-- Aim of the exercise --
Exactly as written, quote every line that follows, skipping the images.
※ ※ ※
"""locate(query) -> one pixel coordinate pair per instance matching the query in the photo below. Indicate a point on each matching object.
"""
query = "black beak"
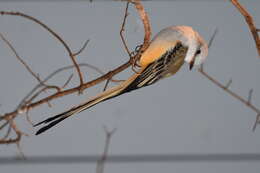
(191, 64)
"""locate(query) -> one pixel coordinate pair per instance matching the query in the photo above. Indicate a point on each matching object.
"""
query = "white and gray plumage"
(167, 52)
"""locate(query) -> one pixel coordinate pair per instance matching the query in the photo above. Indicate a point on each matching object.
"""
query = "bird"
(165, 55)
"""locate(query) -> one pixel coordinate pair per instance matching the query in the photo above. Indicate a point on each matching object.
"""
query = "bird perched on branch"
(167, 52)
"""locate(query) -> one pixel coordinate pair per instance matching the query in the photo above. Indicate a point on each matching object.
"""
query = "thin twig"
(123, 29)
(101, 162)
(250, 22)
(68, 81)
(82, 49)
(106, 85)
(25, 107)
(21, 60)
(232, 93)
(71, 55)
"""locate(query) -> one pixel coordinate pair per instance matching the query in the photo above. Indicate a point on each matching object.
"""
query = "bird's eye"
(198, 52)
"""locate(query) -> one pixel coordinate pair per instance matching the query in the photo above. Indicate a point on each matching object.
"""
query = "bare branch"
(82, 49)
(257, 121)
(101, 162)
(250, 93)
(53, 33)
(123, 29)
(228, 83)
(250, 23)
(9, 117)
(20, 59)
(105, 87)
(68, 81)
(233, 94)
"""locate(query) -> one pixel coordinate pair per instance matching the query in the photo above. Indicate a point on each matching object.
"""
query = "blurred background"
(184, 114)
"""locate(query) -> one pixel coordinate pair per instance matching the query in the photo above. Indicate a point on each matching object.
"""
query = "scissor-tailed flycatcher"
(167, 52)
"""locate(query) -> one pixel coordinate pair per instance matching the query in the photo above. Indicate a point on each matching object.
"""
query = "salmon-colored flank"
(155, 51)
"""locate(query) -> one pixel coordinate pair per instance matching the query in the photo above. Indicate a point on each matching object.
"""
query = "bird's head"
(197, 46)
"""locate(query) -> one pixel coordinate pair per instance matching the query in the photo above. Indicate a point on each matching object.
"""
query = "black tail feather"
(43, 129)
(52, 118)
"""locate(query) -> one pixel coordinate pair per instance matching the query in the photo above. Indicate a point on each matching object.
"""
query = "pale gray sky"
(184, 114)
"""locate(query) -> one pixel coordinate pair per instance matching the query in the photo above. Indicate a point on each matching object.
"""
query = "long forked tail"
(52, 121)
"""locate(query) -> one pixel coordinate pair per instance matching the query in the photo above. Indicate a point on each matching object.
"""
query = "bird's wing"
(148, 75)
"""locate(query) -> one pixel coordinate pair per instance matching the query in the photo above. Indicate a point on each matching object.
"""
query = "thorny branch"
(27, 103)
(250, 22)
※ ※ ※
-- Reply to the task --
"""locate(query) -> one pixel coordinate pair per instance matching the query in the photo below. Indicate a point on each matching object.
"""
query = "black beak"
(191, 64)
"""locate(query) -> one pixel coordinate pair per instance matching the query in the photo above. Indicate a point on each matching object.
"""
query = "white and gray plumage"
(167, 52)
"""locate(query) -> one pixel coordinate pair per instance matching the query in the photo above. Indicate a point on each matching object.
"""
query = "bird"
(165, 55)
"""locate(query) -> one pixel coordinate pair per instance matching the query in the photo above. Indicate a point on each matching object.
"""
query = "bird perched on branch"
(167, 52)
"""locate(query) -> one pixel coordinate pair per instance matching the query in the photo above. Indicate a point on each matching object.
"""
query = "thin twig"
(123, 29)
(101, 162)
(250, 22)
(68, 81)
(82, 49)
(106, 85)
(25, 107)
(21, 60)
(232, 93)
(71, 55)
"""locate(query) -> one pixel coordinate pair per instance matching the query in the photo above. Indicate a point on each matching object.
"""
query = "bird's eye"
(198, 52)
"""locate(query) -> one pixel coordinate pair per instance matching the query in the photo above. Indicate a point on each matching object.
"""
query = "bare branch"
(82, 49)
(257, 121)
(101, 162)
(250, 93)
(53, 33)
(123, 29)
(228, 83)
(250, 23)
(9, 117)
(20, 59)
(105, 87)
(68, 81)
(233, 94)
"""locate(query) -> one pixel coordinate pair per instance matching the query in the photo above. Indicate a point on each matching object.
"""
query = "blurred background"
(184, 114)
"""locate(query) -> one pixel coordinate pair per instance matching the query in the photo above. Indicate a point on each matching object.
"""
query = "scissor-tailed flycatcher"
(167, 52)
"""locate(query) -> one pixel coordinate pair per instance matching the query in the photo above. Indicate a point on each matching object.
"""
query = "salmon-colored flank"
(155, 51)
"""locate(query) -> one pixel coordinate pair per instance matching the query in the photo above. Indicate a point on each matching object.
"""
query = "bird's head"
(197, 46)
"""locate(query) -> one pixel coordinate pair per instance matching the query in the photo above. Indicate a point on each matching object.
"""
query = "black tail feather"
(43, 129)
(52, 118)
"""locate(query) -> one pixel coordinate pair per instance matching the query in the photo above. Indicate a point on each matching object.
"""
query = "pale gray sky"
(184, 114)
"""locate(query) -> one pixel coordinate pair per instance matching the query in the photo above. Indicate a point on each matching object.
"""
query = "long forked tail"
(52, 121)
"""locate(query) -> one pixel coordinate pair per instance matching the query in the photo above. Indicate a point on each matching object.
"""
query = "bird's wing"
(148, 75)
"""locate(query) -> one pixel coordinate pair per instance matching the query in the photo above. Indicate a point on each matching object.
"""
query = "thorny branch"
(27, 103)
(250, 22)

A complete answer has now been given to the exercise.